▸ What is expected:
Through the end of the data below, output every line exactly, beginning with the line that contains "Traffic-operations request: mark the white".

▸ Records for this exercise:
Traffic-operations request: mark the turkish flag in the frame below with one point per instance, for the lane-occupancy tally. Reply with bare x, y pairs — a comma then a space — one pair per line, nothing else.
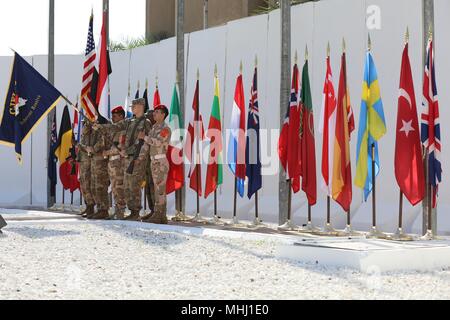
408, 152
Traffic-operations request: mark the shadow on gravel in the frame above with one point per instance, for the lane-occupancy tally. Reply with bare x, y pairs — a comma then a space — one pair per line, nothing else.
147, 236
39, 233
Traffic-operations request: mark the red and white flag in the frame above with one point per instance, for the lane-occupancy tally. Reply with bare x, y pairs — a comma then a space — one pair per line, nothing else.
195, 136
408, 151
327, 128
87, 96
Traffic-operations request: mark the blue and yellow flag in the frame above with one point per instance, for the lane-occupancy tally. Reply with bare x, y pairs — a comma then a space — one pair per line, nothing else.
29, 99
372, 127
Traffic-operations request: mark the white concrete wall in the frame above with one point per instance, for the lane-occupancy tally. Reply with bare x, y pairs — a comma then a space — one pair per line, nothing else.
313, 24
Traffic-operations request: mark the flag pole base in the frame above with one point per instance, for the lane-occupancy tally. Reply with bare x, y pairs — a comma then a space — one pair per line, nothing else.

▸ Solution:
Traffic-operations request: mark the white concrete wall in the frame above with one point per instance, for the lane-occupancy tally. Reply with bare x, y pairs — a comma then a space — one pair per line, nothing else.
313, 24
Traffic-operations request: mark the flag pole base in the frame above with one point per instance, for the lane-occupancy tally. Reply with bare x, y pairs — a comma then a space — one pair per line, nothing else.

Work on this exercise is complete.